▶ **Instrucciones**
Escribe la continuación del texto sobre la narrativa chilena actual, empezando justo después de su última oración.

▶ **Fragmento del texto**
►

El viento es un país que se fue de Óscar Barrientos Bradasic
Travesía por las letras chilenas
Por Daniel Estrada de la Cruz
Son innecesarias las palabras para explicar mi desazón después de trastabillar y casi perecer bajo la variada y voluminosa cantidad de libros en exposición. Tras el notorio accidente, la actual narrativa chilena se me presenta como un campo minado, francamente hostil para un lector lego como yo, varado en las aguas de las nuevas corrientes literarias. Sin embargo, la encargada de la librería es toda sonrisas y comprensión. Mientras juntos recogemos el amasijo de libros desperdigados, constato que la actual literatura nacional y extranjera descansa en base a voluminosas guías telefónicas de muy buena factura, en donde nombres reconocibles en los medios coronan estas verdaderas biblias de lectura fácil.
Al preguntarle las razones de tamaña hipertrofia textual, la mujer me revela el dato que la mayoría pueden leerse en un par de días sin apuro. Son novelas flash, que se consumen como esas películas en que las horas se pasan volando y que finalmente se pierden en un indolente olvido… Sin embargo, otra especie convive tímidamente junto a los populares mamotretos de letra generosa; en el suelo se desperdigan novelas y poemarios de dimensiones panfletarias producidos por editoriales locales, cuyos títulos y autores me son un misterio.

◄

▶ **Datos disponibles**

►

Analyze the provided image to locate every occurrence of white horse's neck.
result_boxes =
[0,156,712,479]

◄

▶ **Respuesta del ejercicio**
“Cómo se puede dar cuenta”, le confieso “no he leído a nadie vivo en mucho tiempo”. La dueña me mira entre compasiva y perpleja. Después de una hora de vagar por una accidentada geografía de autores y títulos, una breve novela surge entre los escombros como si se tratase de una blanca revelación. Los brillantes ojos de la librera dan cuenta de esto, y tímidamente me asegura que es el título más reciente y promisorio que ha llegado, que es de un poeta y escritor sureño, “austral” remata; que escribe sobre el mar, a lo Coloane. “O Conrad” respondo, intentando no mostrarme tan perdido. Todo en su voz indica que es su favorito. Una promesa encerrada en un libro sencillo. La sola idea es tentadora comparada con los ladrillos abúlicos que descansan a su lado.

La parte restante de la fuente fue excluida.